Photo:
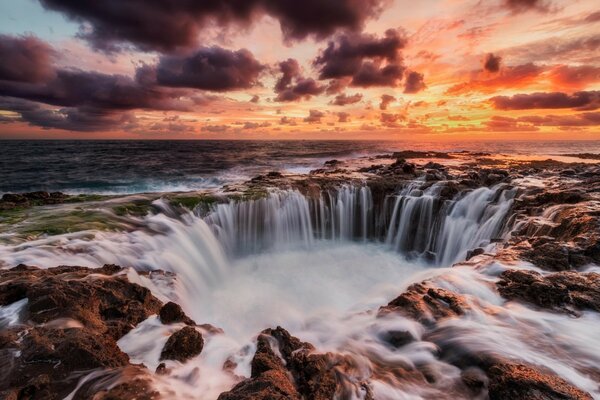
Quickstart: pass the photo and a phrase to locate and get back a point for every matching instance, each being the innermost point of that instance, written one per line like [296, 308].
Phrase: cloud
[314, 117]
[171, 24]
[291, 86]
[343, 117]
[83, 100]
[366, 59]
[25, 59]
[509, 77]
[414, 82]
[343, 99]
[386, 100]
[210, 68]
[492, 63]
[579, 100]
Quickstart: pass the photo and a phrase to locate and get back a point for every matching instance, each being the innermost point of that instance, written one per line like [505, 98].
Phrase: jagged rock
[113, 306]
[516, 381]
[313, 374]
[182, 345]
[50, 357]
[70, 325]
[398, 338]
[565, 291]
[427, 304]
[23, 200]
[172, 313]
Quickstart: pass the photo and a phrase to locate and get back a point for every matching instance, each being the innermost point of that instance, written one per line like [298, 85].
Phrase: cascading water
[421, 223]
[320, 267]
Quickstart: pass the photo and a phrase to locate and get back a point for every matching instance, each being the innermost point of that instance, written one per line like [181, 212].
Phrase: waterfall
[414, 222]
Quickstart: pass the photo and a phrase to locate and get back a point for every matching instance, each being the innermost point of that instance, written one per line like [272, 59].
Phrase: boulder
[183, 345]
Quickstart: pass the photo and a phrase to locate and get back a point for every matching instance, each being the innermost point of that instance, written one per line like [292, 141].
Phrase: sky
[311, 69]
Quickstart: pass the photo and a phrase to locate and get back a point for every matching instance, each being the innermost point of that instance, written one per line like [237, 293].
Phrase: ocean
[123, 167]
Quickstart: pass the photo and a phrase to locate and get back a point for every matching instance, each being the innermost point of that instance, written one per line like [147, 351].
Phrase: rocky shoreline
[62, 338]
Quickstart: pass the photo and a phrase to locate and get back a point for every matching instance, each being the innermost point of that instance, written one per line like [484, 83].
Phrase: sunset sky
[289, 69]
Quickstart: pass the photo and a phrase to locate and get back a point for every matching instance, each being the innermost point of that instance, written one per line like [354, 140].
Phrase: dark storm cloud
[68, 118]
[25, 59]
[367, 59]
[386, 100]
[492, 63]
[170, 24]
[291, 86]
[372, 74]
[210, 68]
[75, 88]
[579, 100]
[414, 82]
[343, 99]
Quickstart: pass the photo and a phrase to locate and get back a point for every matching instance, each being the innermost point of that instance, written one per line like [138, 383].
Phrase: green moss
[191, 202]
[137, 208]
[83, 198]
[13, 216]
[73, 221]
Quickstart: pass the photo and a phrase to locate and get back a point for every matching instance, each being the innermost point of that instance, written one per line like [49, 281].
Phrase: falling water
[421, 222]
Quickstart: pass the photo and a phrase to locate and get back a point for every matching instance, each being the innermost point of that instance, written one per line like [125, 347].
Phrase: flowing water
[321, 267]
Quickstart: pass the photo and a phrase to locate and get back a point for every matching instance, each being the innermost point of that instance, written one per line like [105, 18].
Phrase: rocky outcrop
[69, 327]
[183, 345]
[283, 367]
[24, 200]
[172, 313]
[567, 291]
[508, 381]
[427, 304]
[111, 306]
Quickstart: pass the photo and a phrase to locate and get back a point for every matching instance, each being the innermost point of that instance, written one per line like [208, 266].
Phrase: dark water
[159, 166]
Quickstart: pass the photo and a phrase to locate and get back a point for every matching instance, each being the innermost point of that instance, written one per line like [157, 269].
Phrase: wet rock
[94, 297]
[398, 338]
[313, 374]
[72, 320]
[475, 252]
[517, 381]
[172, 313]
[50, 357]
[24, 200]
[427, 304]
[183, 345]
[565, 291]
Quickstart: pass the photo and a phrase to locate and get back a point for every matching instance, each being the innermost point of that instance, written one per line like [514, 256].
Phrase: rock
[172, 313]
[183, 345]
[106, 305]
[24, 200]
[50, 357]
[313, 374]
[398, 338]
[72, 320]
[427, 304]
[517, 381]
[563, 291]
[475, 252]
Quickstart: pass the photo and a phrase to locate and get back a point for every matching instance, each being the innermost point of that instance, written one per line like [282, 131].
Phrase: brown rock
[566, 291]
[183, 345]
[172, 313]
[427, 304]
[517, 381]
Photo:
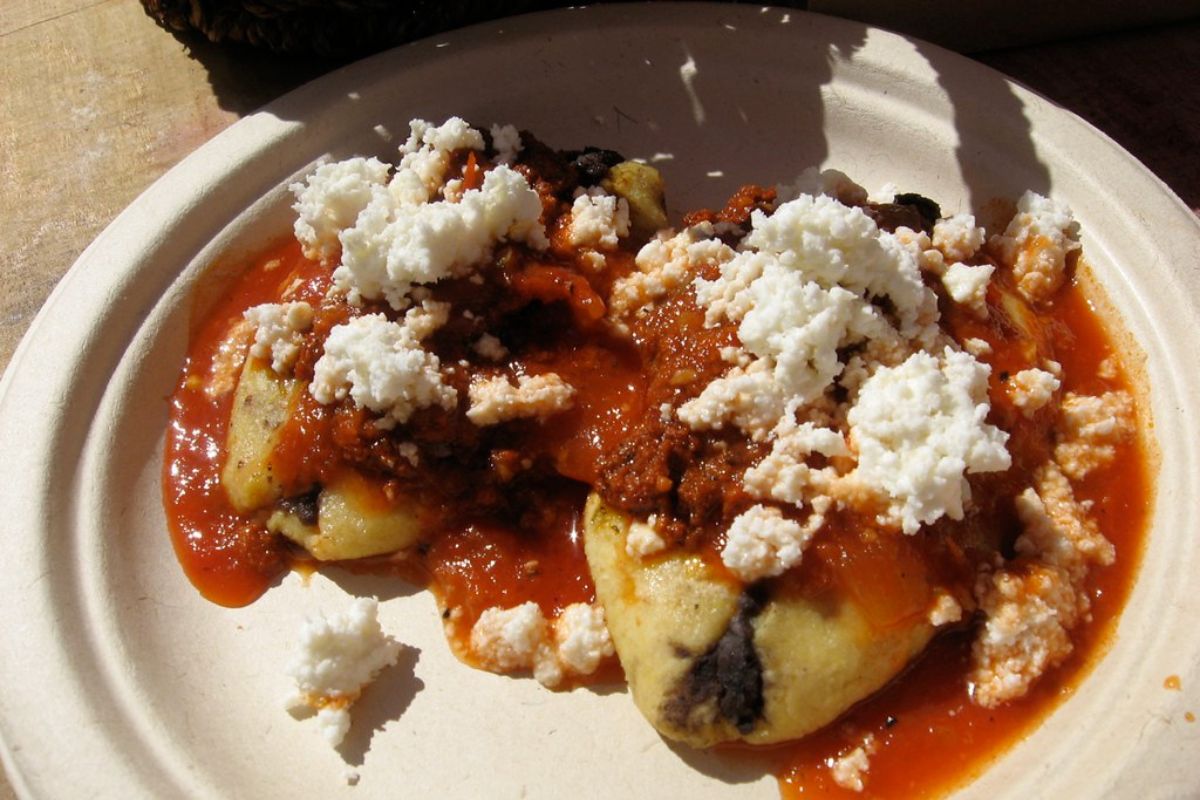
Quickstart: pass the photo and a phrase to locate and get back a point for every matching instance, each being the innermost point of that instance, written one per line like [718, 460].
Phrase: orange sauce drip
[229, 558]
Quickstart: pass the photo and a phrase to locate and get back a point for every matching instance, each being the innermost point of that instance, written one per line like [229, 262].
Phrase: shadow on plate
[384, 701]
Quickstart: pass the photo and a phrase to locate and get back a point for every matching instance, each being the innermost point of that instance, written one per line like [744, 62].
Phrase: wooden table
[97, 102]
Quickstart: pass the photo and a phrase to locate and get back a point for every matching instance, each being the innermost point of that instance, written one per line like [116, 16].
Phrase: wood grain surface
[97, 102]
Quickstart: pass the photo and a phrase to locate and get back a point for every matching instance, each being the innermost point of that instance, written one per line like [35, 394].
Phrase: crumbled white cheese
[330, 200]
[784, 473]
[496, 400]
[509, 639]
[967, 286]
[665, 264]
[507, 143]
[1091, 427]
[976, 347]
[425, 157]
[946, 609]
[337, 657]
[1032, 389]
[1031, 607]
[919, 428]
[598, 218]
[382, 365]
[849, 770]
[1036, 245]
[643, 540]
[491, 348]
[1030, 611]
[1056, 529]
[832, 245]
[582, 638]
[761, 542]
[802, 288]
[958, 238]
[277, 329]
[394, 246]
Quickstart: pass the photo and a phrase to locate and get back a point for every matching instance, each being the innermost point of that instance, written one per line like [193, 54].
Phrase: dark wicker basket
[337, 29]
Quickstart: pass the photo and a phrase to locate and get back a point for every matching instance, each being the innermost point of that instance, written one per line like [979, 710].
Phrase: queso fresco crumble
[803, 395]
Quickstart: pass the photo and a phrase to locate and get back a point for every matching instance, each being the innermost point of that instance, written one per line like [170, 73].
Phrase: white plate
[119, 680]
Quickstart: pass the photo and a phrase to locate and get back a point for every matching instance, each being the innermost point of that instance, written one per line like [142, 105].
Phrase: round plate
[119, 680]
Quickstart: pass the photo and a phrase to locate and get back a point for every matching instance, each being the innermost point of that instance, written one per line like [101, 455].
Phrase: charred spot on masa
[928, 210]
[303, 506]
[593, 163]
[730, 675]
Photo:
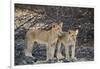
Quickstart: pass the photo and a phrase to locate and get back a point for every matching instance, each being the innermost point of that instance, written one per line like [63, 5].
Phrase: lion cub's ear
[77, 31]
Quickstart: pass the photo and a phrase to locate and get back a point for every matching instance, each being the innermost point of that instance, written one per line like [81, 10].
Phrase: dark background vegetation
[82, 18]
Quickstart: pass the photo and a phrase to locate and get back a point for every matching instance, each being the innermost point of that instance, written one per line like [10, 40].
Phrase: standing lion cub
[49, 38]
[68, 39]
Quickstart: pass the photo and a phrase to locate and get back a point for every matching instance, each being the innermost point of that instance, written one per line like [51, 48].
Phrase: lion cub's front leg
[73, 53]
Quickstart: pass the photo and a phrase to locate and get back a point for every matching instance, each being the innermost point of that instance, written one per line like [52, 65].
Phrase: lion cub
[49, 38]
[67, 39]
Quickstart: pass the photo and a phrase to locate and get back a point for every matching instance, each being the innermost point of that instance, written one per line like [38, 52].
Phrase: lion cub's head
[72, 34]
[57, 27]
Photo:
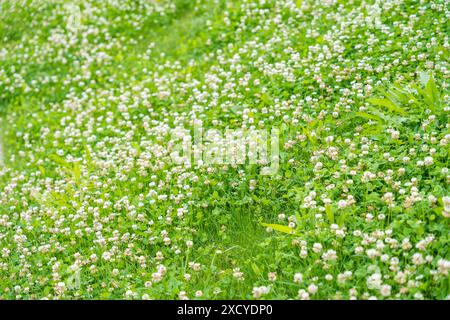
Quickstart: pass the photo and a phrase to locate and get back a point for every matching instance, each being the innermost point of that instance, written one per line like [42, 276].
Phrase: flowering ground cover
[122, 124]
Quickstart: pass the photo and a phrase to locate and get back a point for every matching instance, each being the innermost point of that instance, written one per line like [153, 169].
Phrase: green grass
[358, 90]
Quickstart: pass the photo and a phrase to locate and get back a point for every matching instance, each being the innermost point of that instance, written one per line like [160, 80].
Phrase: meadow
[105, 195]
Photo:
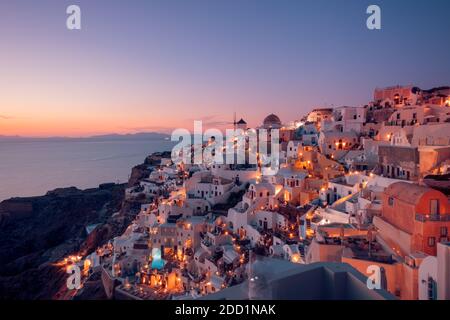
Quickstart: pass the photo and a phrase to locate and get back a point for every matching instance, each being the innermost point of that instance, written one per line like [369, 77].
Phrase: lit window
[391, 201]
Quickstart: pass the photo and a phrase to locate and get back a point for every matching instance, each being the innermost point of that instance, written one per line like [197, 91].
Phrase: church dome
[272, 121]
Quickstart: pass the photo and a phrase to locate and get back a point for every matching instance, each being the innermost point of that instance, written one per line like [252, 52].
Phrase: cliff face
[36, 232]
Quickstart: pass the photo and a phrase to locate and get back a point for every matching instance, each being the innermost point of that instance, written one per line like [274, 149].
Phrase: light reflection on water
[33, 168]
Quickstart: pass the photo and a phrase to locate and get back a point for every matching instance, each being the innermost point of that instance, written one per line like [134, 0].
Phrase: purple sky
[153, 65]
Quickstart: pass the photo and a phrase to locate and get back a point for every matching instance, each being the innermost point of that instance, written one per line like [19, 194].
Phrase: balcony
[432, 217]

Required action => Look back at the entries above and repeat, unchanged, every line from the line holding "like [49, 281]." through the line holding "like [105, 18].".

Task answer =>
Quickstart: pass the photo and a phrase to locate and get back a point for every matching instance, each being the innermost point of that instance, written one per line like [49, 281].
Phrase: falling water
[421, 222]
Quickstart: pass the photo and a phrase to locate and get back a point for every matching instance, each being the innermost point of that instance, written one per line like [125, 347].
Phrase: flowing water
[321, 267]
Quickstart: pass the photo and a phrase to locate and get back a point for every matching instance, each being the innermost point of that instance, written one per line like [105, 18].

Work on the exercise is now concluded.